EXERCISE INSTRUCTIONS:
Below are the records; reproduce all of them exactly but without any images.
◇ ◇ ◇ ◇
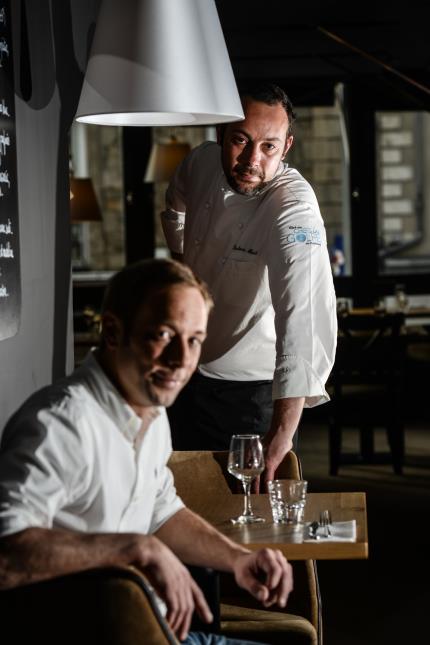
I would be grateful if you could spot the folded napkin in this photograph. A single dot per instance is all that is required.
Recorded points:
(340, 532)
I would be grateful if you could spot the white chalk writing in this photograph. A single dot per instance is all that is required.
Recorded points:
(6, 251)
(4, 49)
(4, 108)
(4, 178)
(4, 141)
(6, 229)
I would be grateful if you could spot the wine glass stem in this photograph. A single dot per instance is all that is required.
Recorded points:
(247, 509)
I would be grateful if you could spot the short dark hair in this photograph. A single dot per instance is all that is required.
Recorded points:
(131, 286)
(271, 94)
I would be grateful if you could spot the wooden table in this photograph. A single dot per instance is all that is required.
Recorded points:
(343, 507)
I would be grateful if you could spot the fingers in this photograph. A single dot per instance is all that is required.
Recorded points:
(279, 576)
(255, 486)
(200, 603)
(277, 573)
(269, 474)
(180, 607)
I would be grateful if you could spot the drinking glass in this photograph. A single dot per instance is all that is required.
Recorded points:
(246, 462)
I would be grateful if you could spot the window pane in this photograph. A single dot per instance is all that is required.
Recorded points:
(320, 154)
(402, 149)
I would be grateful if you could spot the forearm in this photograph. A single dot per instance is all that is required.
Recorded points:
(286, 417)
(196, 542)
(37, 554)
(279, 439)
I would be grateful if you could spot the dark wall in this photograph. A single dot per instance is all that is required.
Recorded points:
(50, 42)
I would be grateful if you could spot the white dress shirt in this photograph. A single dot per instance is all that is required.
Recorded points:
(265, 260)
(72, 457)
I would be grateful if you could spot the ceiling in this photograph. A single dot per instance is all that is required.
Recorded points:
(385, 47)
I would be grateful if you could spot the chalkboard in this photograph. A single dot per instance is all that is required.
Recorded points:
(10, 278)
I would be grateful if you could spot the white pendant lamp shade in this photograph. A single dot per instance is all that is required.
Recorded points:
(158, 62)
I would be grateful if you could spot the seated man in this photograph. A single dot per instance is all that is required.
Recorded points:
(83, 476)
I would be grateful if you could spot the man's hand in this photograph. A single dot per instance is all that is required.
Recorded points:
(279, 439)
(174, 584)
(266, 574)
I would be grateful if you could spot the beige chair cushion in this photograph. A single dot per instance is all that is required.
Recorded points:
(242, 622)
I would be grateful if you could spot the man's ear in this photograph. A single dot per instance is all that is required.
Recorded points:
(111, 329)
(220, 129)
(288, 144)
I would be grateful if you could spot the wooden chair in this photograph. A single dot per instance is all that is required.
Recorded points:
(115, 606)
(201, 474)
(367, 387)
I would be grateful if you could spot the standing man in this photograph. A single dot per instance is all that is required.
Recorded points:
(250, 226)
(83, 476)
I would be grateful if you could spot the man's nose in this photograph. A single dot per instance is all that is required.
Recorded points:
(177, 353)
(250, 155)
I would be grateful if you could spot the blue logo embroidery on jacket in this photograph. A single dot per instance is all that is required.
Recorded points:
(304, 235)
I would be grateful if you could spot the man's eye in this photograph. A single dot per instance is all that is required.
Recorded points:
(162, 335)
(195, 342)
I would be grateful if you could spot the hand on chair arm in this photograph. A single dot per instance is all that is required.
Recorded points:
(37, 554)
(265, 574)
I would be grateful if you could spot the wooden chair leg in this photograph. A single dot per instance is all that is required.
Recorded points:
(366, 443)
(396, 441)
(335, 441)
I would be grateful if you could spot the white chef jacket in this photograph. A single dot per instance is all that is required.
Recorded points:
(265, 260)
(69, 460)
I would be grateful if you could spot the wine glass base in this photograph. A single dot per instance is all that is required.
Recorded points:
(247, 519)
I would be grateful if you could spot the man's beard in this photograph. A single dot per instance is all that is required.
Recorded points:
(245, 188)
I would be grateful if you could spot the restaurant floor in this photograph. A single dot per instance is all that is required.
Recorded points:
(384, 600)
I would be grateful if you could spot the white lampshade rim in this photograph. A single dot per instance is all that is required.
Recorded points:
(151, 118)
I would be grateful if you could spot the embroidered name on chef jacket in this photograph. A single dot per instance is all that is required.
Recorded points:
(304, 235)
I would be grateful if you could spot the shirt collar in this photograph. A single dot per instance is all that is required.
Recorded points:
(108, 397)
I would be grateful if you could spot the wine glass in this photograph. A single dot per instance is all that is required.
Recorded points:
(246, 462)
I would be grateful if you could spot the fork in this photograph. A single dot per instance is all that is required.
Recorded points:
(325, 521)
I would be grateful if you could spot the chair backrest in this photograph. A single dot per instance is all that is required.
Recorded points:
(115, 606)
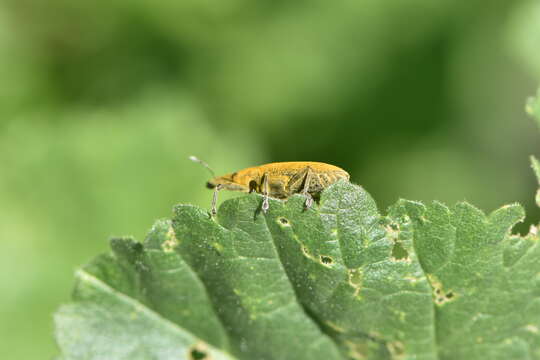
◇ ◇ ◇ ◇
SOLUTION TO THIS TASK:
I would be grateful if you could spot the folded napkin in this photograph. A single dot per instance is all that is required.
Recorded points:
(340, 532)
I would be grateful if you could spot the white chalk writing in this photograph. A single dot per instance is all that is required.
Recorded points:
(6, 251)
(4, 49)
(4, 108)
(4, 178)
(4, 141)
(6, 229)
I would be grateful if you could spot the wine glass stem in this photograph. A single dot per instance is all that is required.
Recorded points:
(247, 509)
I would be grateful if you could spot the short dark hair in this photograph. A single dot per instance is all that is required.
Recorded points:
(131, 286)
(271, 94)
I would be grateful if you could spot the wooden table in this photograph. A single dot per instance is all that is required.
Recorded points:
(343, 507)
I would be grateful if you could spot the fingers in this photograph. A single dot per instance is all that is required.
Recorded points:
(279, 576)
(255, 486)
(200, 603)
(277, 573)
(269, 474)
(180, 607)
I would be grateful if you could spot the drinking glass in this photograph. A single dot per instance is all that is required.
Recorded points:
(246, 462)
I would be grateful if you could spot the window pane in this photograph. A single dot per instance is all that is required.
Recorded points:
(320, 154)
(402, 149)
I would be grateful if you could spot the forearm in this photograph. A single dot per instance is all that is required.
Recorded points:
(286, 417)
(196, 542)
(37, 554)
(279, 439)
I would be grateful if you could spot the dark wall in this photograph. A single dot per instance is all that is required.
Recorded points:
(50, 42)
I would be grateful if you could spot the white dress shirt in this photograph. A single dot per instance is all that is required.
Recorded points:
(265, 260)
(72, 457)
I would be grateful if you could spot the ceiling in this photograph. A single dot per instance is all that is required.
Recorded points:
(385, 47)
I would be grateful if you could spot the chalkboard in this photograph. A single dot per instance is all that is required.
Recorded points:
(10, 278)
I would be grateful if you could spot the white pendant lamp shade in this photograph. A single dot per instance is all that is required.
Recorded points:
(158, 62)
I would be grateful if you could spot the seated man in this photograph. A single dot per instance is all that is required.
Recorded points:
(83, 476)
I would be grateful if you could spot the man's hand in this photograph. A single dot per instance is all that is required.
Recorded points:
(279, 439)
(174, 584)
(266, 574)
I would be grateful if you could spot the beige chair cushion in this photograph. A single dot per instance is all that is required.
Recorded points:
(242, 622)
I would be grateful if you could spot the man's ear in this photograph. A single dot per instance is all that is required.
Recorded points:
(111, 329)
(220, 129)
(288, 144)
I would be grateful if you could spot the wooden chair in this photograph. A single dot per instance is all that is required.
Recorded points:
(115, 606)
(201, 474)
(367, 387)
I would be grateful if you could spot the standing man in this photograph. A single dot per instance is all that is required.
Recorded points:
(250, 226)
(83, 476)
I would be grateful if you could spot the man's nose in this photograph. A single dot per instance is all that is required.
Recorded points:
(177, 353)
(250, 155)
I would be grateful if you could spot the blue logo embroidery on jacket in this photograph. A single dot per instance is all that is required.
Recorded points:
(304, 235)
I would be grateful if you could spot the man's eye in this photograph. A single dot per instance is all that is required.
Recorded points:
(162, 335)
(195, 342)
I would be grateful if you could spot the hand on chair arm in this photograph. A single dot per instance is all that is required.
Recorded points:
(37, 554)
(265, 574)
I would be grateful if you could spot the wooden chair leg in this photograph. A single dot per instance is all that is required.
Recorded points:
(366, 443)
(396, 441)
(335, 441)
I would be grateful if you could spot the white chef jacket in this photograph. A single dot per instance is all that is required.
Recorded points:
(265, 260)
(69, 460)
I would be grateful if you could spot the wine glass base in this photograph. A single dot per instance is all that is required.
Recorded points:
(247, 519)
I would be grateful if you could spot the man's beard in this photograph. A single dot per instance is all that is required.
Recorded points:
(245, 188)
I would be grateful if you could spot the restaurant floor in this photograph. A single dot per instance is all that is required.
Recorded points:
(384, 600)
I would be grateful if you could spot the white lampshade rim in this photograph. A single dot per instance is all that is required.
Recorded points:
(151, 118)
I would be grateful if you could spot the embroidered name on chef jacket in this photograph. A single dot per instance is all that is required.
Recorded points:
(304, 235)
I would be grateful if you could spot the shirt collar in this photograph. A single dot per instance is all that is required.
Recorded points:
(108, 397)
I would be grateful if you could spot the wine glass in this photograph. A single dot per instance is all that is required.
Recorded points:
(246, 462)
I would be grateful if you could spot the fork in this photograph. A single dot per instance is all that is required.
Recorded points:
(325, 521)
I would be grateful if you could spot the chair backrest in this photograph. A single dot per instance is all that is required.
Recorded points:
(115, 606)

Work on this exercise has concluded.